> **Auszug zum Lesen**:
--------

Alexandra Sadelfeld zog bei der Kommunalwahl 2021 erstmals in den Nottensdorfer Rat ein, als erste Grünen-Politikerin. Angespornt hatte sie ihre Volleyball-Kollegin Ina Ecks, die bis Anfang 2025 im Dollerner Gemeinderat für die Grünen saß.
Mit ihrem Ehemann und den beiden Kindern lebt Sadelfeld seit über zehn Jahren in der kleinen Gemeinde. Sie seien damals zufällig auf Nottensdorf gestoßen, sagt die 43-Jährige, die in Hamburg Maschinenbau studierte und als Entwicklungsingenieurin beim Stader Airbus-Werk arbeitet. „Wir mochten den dörflichen Charakter, und dass wir den Wald direkt vor der Tür haben“, sagt sie. Besonders für ihre Kinder sei ihr wichtig gewesen, dass sie im Grünen großwerden.

--------

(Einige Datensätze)
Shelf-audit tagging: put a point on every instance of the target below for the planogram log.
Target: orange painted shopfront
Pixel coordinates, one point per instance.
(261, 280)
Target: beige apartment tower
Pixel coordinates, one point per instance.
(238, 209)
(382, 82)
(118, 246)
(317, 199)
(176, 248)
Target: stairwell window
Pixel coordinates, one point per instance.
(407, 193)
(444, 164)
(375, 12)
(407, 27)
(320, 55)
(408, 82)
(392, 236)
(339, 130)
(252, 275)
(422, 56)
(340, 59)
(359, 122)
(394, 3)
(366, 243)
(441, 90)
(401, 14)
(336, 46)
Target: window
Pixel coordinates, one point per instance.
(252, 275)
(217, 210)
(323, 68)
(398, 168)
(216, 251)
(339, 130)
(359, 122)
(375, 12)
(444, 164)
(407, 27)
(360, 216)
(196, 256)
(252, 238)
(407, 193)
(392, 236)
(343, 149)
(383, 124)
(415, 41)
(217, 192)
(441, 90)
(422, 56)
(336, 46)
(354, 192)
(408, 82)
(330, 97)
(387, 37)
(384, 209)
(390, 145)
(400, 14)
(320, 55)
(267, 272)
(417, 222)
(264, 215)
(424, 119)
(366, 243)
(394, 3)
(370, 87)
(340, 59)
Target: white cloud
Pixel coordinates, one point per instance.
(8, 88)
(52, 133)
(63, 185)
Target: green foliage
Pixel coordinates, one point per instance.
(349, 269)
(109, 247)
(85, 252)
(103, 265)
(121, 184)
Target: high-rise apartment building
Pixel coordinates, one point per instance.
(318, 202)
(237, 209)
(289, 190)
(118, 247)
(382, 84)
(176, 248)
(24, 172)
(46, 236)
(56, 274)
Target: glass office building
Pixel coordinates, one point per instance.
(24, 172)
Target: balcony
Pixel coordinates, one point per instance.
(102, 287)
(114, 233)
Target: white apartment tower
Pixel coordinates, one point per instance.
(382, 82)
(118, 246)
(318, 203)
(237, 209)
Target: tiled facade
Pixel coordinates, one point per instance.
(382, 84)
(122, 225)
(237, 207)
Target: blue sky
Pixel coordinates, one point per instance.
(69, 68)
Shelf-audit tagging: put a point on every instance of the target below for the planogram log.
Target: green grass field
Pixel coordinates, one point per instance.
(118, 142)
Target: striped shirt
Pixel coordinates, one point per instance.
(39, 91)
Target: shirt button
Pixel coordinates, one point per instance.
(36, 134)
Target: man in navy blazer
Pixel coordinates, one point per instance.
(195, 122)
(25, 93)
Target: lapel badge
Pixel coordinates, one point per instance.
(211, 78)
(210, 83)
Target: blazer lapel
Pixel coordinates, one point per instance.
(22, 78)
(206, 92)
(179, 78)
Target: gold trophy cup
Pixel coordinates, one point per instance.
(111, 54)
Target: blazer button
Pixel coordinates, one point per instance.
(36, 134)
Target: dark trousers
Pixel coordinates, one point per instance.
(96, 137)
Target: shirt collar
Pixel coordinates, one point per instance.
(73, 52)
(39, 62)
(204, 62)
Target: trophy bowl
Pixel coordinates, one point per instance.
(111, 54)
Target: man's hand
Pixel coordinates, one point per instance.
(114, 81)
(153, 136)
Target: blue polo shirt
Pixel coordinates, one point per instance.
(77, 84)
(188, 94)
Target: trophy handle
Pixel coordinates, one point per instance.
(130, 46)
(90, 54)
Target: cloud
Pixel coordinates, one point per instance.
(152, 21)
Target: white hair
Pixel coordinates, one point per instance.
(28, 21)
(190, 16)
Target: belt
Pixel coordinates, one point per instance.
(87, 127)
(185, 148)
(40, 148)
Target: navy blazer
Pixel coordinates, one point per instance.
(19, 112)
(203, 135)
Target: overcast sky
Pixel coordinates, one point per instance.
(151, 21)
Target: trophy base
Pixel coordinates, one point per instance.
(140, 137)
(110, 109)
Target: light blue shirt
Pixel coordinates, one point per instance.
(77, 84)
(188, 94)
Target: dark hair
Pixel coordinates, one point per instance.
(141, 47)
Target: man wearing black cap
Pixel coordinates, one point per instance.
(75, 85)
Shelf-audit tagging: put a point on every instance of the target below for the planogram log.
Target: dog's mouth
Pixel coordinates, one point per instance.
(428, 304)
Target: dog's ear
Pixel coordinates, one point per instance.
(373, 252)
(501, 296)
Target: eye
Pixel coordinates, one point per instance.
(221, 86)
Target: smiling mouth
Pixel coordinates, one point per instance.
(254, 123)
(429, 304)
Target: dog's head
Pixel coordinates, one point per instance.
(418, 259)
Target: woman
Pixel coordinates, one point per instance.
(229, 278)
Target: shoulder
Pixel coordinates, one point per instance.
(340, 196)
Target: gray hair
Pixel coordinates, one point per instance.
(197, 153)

--------

> **Ihre Aufgabe**: Führen Sie den Auszug über die Nottensdorfer Ratsfrau Alexandra Sadelfeld weiter, und zwar im Anschluss an seinen letzten Satz.

> **Die Antwort**:
Flucht aus Rumänien führt ungeplant nach Hamburg
Sadelfeld selbst wuchs mit ihrer Zwillingsschwester in Rumänien auf. Nach dem Sturz des rumänischen Diktators Ceaușescu verließ die Familie der damals Achtjährigen das Land und wollte in Schweden Zuflucht finden. „Meine Eltern wollten sicherstellen, dass es uns gut geht“, sagt Alexandra Sadelfeld. Deshalb bekomme sie heute immer noch „einen dicken Hals“, wenn jemand von Betroffenen aus Krisengebieten als „Sozialschmarotzer“ redet. Doch die Familie strandete ungeplant in Hamburg, denn ein Visum für Schweden bekam sie nicht.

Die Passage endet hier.